Exercise goal: Pull out every line in the records that has the word "ship" in it, and copy each of those lines in full.

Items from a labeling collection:
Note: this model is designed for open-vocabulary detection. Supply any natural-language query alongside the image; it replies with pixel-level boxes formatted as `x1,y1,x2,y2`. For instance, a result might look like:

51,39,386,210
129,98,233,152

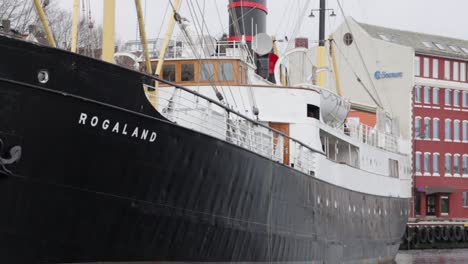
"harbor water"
396,248,468,264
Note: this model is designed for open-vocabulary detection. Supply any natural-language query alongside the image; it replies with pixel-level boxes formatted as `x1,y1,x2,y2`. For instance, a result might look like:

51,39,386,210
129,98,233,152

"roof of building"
358,22,468,59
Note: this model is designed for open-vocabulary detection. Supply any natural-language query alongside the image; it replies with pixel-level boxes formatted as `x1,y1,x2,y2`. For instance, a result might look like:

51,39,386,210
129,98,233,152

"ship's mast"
317,0,326,87
71,0,80,52
102,0,115,63
34,0,57,48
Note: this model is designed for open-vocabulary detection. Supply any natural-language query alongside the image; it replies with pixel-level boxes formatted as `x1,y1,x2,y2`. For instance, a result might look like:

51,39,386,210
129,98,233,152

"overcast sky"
53,0,468,45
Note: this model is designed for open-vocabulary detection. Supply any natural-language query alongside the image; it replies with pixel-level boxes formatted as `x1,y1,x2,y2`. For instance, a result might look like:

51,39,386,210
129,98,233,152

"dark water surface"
396,248,468,264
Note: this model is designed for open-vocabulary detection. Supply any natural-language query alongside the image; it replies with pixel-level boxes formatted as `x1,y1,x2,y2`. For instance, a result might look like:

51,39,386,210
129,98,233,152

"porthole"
37,70,49,84
343,32,354,46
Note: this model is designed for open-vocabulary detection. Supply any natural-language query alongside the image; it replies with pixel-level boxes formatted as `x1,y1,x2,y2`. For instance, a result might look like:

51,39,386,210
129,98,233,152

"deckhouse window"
181,64,195,82
162,64,175,82
200,63,214,81
219,63,234,81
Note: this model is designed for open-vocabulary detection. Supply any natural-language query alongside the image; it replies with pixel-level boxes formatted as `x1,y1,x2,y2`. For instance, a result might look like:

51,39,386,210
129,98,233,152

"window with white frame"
432,59,439,79
462,155,468,176
453,120,460,141
423,58,429,77
414,56,421,76
414,152,421,175
444,89,450,105
423,117,431,139
453,61,460,81
432,87,439,105
424,86,431,104
432,118,439,140
414,86,421,103
424,152,431,175
453,90,460,106
444,60,451,80
444,119,452,141
460,62,466,82
462,120,468,142
414,116,421,138
432,153,439,175
444,153,452,176
453,154,460,176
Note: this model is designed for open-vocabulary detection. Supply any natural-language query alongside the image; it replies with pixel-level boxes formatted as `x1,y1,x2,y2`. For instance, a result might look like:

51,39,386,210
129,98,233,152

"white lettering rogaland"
78,113,158,142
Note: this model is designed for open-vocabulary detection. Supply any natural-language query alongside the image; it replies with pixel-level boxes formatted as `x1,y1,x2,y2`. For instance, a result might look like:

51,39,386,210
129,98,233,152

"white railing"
145,86,322,174
344,122,400,152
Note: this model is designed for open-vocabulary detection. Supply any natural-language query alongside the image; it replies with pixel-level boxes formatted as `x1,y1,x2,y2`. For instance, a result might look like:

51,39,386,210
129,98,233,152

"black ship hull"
0,37,408,264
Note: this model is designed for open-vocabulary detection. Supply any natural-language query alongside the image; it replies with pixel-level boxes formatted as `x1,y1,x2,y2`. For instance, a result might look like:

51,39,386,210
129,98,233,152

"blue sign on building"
374,71,403,80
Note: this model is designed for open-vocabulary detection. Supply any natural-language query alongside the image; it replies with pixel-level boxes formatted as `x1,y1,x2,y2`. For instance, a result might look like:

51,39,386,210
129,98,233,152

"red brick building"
412,45,468,218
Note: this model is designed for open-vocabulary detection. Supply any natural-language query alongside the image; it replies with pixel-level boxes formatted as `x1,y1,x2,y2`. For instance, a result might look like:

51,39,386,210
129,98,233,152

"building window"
414,56,421,76
444,60,450,80
432,59,439,79
414,86,421,103
424,152,431,175
444,154,452,176
432,118,439,140
424,86,431,104
444,119,452,141
432,87,439,105
445,89,450,105
423,58,429,77
462,120,468,142
200,63,214,81
440,196,450,215
163,64,175,82
414,152,421,175
453,154,460,176
432,153,439,175
414,116,421,138
453,120,460,141
219,63,234,81
453,90,460,106
422,117,431,139
181,64,195,82
460,62,466,82
462,155,468,176
453,61,460,81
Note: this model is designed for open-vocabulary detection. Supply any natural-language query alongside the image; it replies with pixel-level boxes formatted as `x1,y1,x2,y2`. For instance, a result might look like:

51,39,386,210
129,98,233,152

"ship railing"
146,83,323,174
344,123,400,152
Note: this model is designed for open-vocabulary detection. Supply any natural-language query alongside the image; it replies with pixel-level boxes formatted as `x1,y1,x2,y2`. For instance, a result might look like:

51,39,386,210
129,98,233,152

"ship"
0,0,411,264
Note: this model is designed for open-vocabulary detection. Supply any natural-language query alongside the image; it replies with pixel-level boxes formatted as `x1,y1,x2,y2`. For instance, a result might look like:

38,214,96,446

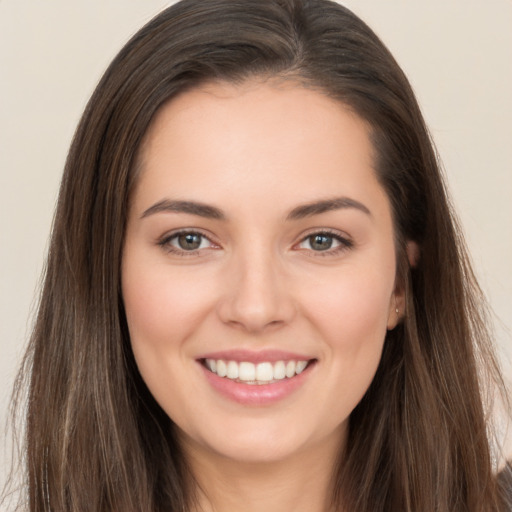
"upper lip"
198,349,314,364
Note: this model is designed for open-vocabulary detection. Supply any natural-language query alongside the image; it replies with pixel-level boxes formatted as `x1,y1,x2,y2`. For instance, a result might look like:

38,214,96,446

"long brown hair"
5,0,504,512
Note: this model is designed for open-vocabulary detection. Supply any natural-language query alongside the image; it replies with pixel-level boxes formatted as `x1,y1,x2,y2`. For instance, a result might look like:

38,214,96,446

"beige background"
0,0,512,483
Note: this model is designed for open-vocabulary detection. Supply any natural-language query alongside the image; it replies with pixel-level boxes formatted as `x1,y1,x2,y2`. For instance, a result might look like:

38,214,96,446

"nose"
218,250,296,334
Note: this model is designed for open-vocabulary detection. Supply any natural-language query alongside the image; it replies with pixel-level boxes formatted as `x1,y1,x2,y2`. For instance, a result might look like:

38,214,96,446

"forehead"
132,81,383,221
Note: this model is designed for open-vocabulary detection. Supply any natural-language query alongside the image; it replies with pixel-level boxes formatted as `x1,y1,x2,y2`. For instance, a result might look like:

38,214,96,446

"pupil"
178,233,201,251
310,235,332,251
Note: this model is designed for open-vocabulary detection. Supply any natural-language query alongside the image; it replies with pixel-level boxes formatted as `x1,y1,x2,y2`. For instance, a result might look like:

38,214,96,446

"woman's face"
122,82,403,461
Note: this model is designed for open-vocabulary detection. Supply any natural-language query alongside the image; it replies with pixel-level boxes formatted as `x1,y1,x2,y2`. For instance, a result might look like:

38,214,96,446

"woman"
5,0,503,512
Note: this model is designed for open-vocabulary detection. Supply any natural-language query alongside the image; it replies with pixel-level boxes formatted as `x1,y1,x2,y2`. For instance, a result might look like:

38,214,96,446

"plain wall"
0,0,512,484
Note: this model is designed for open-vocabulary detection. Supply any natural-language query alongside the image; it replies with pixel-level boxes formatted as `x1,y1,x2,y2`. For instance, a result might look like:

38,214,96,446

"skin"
122,81,403,512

Response to the task:
"ship's mast"
"black ship hull"
"ship railing"
"ship"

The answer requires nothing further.